*** Begin section ***
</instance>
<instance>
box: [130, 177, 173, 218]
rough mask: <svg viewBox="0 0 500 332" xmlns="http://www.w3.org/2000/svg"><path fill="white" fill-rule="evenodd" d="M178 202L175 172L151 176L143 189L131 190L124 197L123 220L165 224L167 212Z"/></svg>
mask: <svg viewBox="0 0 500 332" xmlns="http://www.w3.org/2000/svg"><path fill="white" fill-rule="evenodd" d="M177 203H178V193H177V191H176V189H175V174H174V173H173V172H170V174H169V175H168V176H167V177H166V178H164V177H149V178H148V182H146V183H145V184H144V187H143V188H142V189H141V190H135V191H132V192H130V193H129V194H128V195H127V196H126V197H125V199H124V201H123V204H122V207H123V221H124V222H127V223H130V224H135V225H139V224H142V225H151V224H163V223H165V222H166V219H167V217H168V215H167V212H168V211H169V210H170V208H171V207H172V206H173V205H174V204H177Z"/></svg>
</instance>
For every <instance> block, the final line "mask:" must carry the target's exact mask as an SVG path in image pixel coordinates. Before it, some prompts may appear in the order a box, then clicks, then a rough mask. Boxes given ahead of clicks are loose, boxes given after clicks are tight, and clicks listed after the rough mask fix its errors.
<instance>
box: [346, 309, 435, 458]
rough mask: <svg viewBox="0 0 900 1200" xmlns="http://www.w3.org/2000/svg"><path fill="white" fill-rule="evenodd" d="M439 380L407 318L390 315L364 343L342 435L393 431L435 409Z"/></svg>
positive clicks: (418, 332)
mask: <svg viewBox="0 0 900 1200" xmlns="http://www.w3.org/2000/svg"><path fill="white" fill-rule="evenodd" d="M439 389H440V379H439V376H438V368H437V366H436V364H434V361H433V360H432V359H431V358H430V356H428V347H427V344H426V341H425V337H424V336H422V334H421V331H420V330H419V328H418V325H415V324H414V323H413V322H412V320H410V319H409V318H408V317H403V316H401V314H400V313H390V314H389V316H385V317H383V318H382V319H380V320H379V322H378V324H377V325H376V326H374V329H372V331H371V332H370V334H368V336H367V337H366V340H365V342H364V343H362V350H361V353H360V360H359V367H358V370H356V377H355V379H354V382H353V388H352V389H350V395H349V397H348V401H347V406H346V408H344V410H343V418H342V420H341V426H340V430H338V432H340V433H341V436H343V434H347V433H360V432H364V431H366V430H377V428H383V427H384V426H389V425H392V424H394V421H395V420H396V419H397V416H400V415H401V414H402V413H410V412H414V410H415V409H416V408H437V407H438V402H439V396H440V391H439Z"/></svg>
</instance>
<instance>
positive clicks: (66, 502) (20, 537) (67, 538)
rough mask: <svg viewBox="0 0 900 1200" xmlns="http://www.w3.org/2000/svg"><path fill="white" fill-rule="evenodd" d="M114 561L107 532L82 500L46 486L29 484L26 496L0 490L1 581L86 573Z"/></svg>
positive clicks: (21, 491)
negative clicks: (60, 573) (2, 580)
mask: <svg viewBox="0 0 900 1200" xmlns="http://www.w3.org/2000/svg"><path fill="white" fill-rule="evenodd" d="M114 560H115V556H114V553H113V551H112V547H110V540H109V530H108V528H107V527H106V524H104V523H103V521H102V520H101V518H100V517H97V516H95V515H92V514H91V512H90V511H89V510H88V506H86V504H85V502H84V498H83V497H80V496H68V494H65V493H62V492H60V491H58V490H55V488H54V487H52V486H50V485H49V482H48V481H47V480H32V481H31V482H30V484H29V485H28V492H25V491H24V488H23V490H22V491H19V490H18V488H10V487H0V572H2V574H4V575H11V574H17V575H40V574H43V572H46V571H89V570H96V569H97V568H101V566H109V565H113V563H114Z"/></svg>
*** End section ***
* [Task]
Nothing may change. Retype all of the entries.

* [Result of the exercise]
</instance>
<instance>
box: [130, 177, 173, 218]
rough mask: <svg viewBox="0 0 500 332" xmlns="http://www.w3.org/2000/svg"><path fill="white" fill-rule="evenodd" d="M178 202L175 172L151 176L143 189L131 190L124 197L123 220L165 224L167 212Z"/></svg>
mask: <svg viewBox="0 0 500 332" xmlns="http://www.w3.org/2000/svg"><path fill="white" fill-rule="evenodd" d="M177 203H178V193H177V191H176V189H175V174H174V173H173V172H170V174H169V175H168V176H167V177H166V178H164V177H149V178H148V182H146V183H145V184H144V187H143V188H142V189H141V190H135V191H132V192H130V193H129V194H128V195H127V196H126V197H125V199H124V201H123V204H122V207H123V221H124V222H127V223H130V224H135V225H139V224H142V225H151V224H163V223H165V222H166V219H167V217H168V215H167V212H168V211H169V210H170V208H171V207H172V206H173V205H174V204H177Z"/></svg>
</instance>
For every <instance> block, the final line "mask:" must carry the target's exact mask as an SVG path in image pixel coordinates. Before it, some prompts may appear in the order a box, then clicks, then a rough mask. Boxes given ahead of clicks are loose, boxes given after clicks are tight, and clicks listed after the rough mask fix its errors.
<instance>
box: [346, 309, 435, 458]
rough mask: <svg viewBox="0 0 900 1200" xmlns="http://www.w3.org/2000/svg"><path fill="white" fill-rule="evenodd" d="M439 380L407 318L390 315L364 343L342 435L393 431L435 409Z"/></svg>
positive clicks: (418, 332)
mask: <svg viewBox="0 0 900 1200" xmlns="http://www.w3.org/2000/svg"><path fill="white" fill-rule="evenodd" d="M439 389H440V379H439V376H438V368H437V366H436V364H434V361H433V360H432V359H431V358H430V356H428V347H427V344H426V341H425V337H424V336H422V334H421V331H420V330H419V328H418V325H415V324H414V323H413V322H412V320H410V319H409V318H408V317H403V316H401V314H400V313H390V314H389V316H385V317H383V318H382V319H380V320H379V322H378V324H377V325H376V326H374V329H372V331H371V332H370V334H368V336H367V337H366V340H365V342H364V343H362V350H361V353H360V360H359V367H358V370H356V377H355V379H354V382H353V388H352V389H350V395H349V397H348V401H347V406H346V408H344V410H343V418H342V420H341V426H340V430H338V432H340V433H341V436H343V434H347V433H360V432H364V431H366V430H377V428H383V427H384V426H389V425H392V424H394V421H395V420H396V419H397V416H400V415H401V414H402V413H410V412H414V410H415V409H416V408H437V407H438V402H439V396H440V391H439Z"/></svg>
</instance>
<instance>
positive clicks: (66, 502) (20, 537) (67, 538)
rough mask: <svg viewBox="0 0 900 1200" xmlns="http://www.w3.org/2000/svg"><path fill="white" fill-rule="evenodd" d="M114 561L107 532L82 500L46 486L29 484L26 496L0 490L1 581L86 573Z"/></svg>
positive clicks: (21, 491)
negative clicks: (60, 573) (2, 580)
mask: <svg viewBox="0 0 900 1200" xmlns="http://www.w3.org/2000/svg"><path fill="white" fill-rule="evenodd" d="M114 560H115V556H114V553H113V551H112V547H110V540H109V530H108V528H107V527H106V524H104V523H103V521H102V520H101V518H100V517H97V516H95V515H92V514H91V512H90V511H89V510H88V506H86V504H85V502H84V498H83V497H80V496H68V494H65V493H62V492H60V491H58V490H55V488H54V487H52V486H50V485H49V482H48V481H47V480H32V481H31V482H30V484H29V485H28V492H25V491H24V488H23V490H22V491H19V490H18V488H10V487H0V572H2V574H4V575H11V574H17V575H40V574H43V572H46V571H89V570H96V569H97V568H101V566H109V565H113V563H114Z"/></svg>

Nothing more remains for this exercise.